* _DIRECTIONS_
(a) In the submarine cable article, what is likely to be the first hop for outbound data?
(b) Put this sentence from the submarine cable article into Spanish: "With the exception of the antenna on the roof and the wireless base station hops, the data from users of wired internet connections (ADSL, Cable etc.), follows a similar route as it travels to its destination."
(c) Carry the submarine cable article forward, writing the part that comes after its last sentence.

* _PROVIDED TEXT_
(begin)

Submarine cable - free world map

Submarine cable free world map

For anyone who may be interested, this is a truly 'great' resource - hats off to Greg !

Submarine cable - free world map
First published 23-07-2011
Have you ever wondered what happens when you click "Send" or, "Download" ? Most of us know where those bits of data are going to or, coming from, but what I mean is, how do they get there ?
For the purposes of this article, a hop is defined as being a place where the data passes through a device that has it's own IP address.
For outbound data ("Send"), the starting point of the journey is our computer, the first hop is likely to be to our modem or, wireless router, and from there the next hop is to the antenna on your roof (for wireless internet users). The third hop is to your internet service provider's wireless base station and then after that, the data could make any number of hops as it travels to its destination.
With the exception of the antenna on the roof and the wireless base station hops, the data from users of wired internet connections (ADSL, Cable etc.), follows a similar route as it travels to its destination.

(end)

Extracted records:
(begin)

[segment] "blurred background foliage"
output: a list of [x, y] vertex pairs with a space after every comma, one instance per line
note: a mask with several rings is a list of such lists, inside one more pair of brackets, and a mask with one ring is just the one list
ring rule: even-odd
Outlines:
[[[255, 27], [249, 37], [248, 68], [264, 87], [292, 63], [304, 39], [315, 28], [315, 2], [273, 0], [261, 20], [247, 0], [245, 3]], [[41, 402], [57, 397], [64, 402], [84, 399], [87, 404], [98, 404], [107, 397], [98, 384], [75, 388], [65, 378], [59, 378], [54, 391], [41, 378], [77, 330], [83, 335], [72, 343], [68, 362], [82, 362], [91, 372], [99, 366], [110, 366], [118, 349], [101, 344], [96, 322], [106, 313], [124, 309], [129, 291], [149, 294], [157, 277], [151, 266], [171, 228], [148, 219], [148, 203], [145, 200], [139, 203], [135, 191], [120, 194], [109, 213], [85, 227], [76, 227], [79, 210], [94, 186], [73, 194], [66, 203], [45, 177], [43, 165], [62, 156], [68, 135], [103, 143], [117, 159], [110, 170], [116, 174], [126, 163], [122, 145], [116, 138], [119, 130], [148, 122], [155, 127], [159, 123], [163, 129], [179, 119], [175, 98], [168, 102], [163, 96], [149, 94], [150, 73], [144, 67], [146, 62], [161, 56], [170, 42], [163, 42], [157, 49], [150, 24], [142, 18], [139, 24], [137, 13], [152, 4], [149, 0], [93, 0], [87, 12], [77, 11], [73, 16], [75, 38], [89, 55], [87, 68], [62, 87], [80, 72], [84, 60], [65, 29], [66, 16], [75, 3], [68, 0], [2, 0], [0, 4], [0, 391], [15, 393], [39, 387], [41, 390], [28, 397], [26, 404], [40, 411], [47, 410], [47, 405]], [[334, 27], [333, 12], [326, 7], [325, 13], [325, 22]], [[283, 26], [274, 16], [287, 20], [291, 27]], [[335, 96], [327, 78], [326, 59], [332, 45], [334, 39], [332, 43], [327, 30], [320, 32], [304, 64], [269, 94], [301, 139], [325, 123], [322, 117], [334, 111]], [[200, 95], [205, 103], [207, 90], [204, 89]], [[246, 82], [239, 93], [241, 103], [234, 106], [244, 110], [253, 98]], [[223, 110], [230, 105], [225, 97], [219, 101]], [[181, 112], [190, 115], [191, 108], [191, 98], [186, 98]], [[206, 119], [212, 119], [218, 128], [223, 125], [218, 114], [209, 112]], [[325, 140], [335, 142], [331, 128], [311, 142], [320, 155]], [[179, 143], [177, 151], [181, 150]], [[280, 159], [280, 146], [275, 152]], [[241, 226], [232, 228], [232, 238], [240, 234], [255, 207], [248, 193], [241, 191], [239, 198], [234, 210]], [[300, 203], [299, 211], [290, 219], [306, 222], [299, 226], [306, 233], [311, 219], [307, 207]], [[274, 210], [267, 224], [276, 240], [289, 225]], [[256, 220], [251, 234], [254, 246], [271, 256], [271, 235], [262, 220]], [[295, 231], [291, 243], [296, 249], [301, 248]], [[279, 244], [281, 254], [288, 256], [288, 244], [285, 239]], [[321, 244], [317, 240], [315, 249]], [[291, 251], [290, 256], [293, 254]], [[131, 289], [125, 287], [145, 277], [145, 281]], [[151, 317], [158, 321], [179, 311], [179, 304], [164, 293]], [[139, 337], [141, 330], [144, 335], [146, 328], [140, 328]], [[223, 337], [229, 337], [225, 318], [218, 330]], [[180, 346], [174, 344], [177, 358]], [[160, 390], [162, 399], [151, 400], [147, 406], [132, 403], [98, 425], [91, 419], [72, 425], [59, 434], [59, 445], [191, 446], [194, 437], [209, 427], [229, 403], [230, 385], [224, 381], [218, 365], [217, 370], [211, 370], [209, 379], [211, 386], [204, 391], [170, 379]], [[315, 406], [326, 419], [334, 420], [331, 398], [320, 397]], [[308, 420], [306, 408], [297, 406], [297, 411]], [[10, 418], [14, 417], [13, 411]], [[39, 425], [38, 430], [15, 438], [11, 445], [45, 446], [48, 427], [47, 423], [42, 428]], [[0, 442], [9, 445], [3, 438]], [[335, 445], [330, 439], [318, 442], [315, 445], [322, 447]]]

(end)

* _RESULTS BY TASK_
(a) The modem or wireless router.

(b) Con la excepción de los saltos de la antena en el techo y de la estación base inalámbrica, los datos de los usuarios de conexiones a internet por cable (ADSL, cable, etc.) siguen una ruta similar mientras viajan hacia su destino.

(c)
Needless to say, the amount of hops in the journey is determined by the distance being travelled so, for example, if you are sending an email to a friend who, lives locally, uses the same internet service provider as you and shares the same email domain (eg: @whateverdomain.com), the journey may be relatively short and end at your Internet Service Provider's email server.
Alternatively, if you are sending an email to a relative who lives in Australia, the distance of the journey is far greater and therefore, the data, as it travels to its final destination, may make many more hops although, not necessarily.
At this point, I am going to stop because tracking the data as it hops along the local, regional and national network is not very interesting, but what our readers may be very interested to find out is, what happens to the data that is destined for another Country and how are the Countries connected together ?
Well, adjacent Countries on the same land mass are normally connected together using fiber cables. Countries separated by stretches of water are normally connected using submarine cables and this is where tracking the route that our data may take becomes more interesting.
Prior to Durban-based software developer Greg Mahlknecht building a free map showing the world's submarine telecommunications cable systems, there was only one other alternative, the $250 Dollar map that was being offered for sale at www.telegeography.com. Greg searched the internet looking for a free alternative to download, but couldn't find one and so, he decided to build his own 'free' version for everyone.
If the information on this page is useful, you can recommend it to other people using this Google +1 button. Thank you !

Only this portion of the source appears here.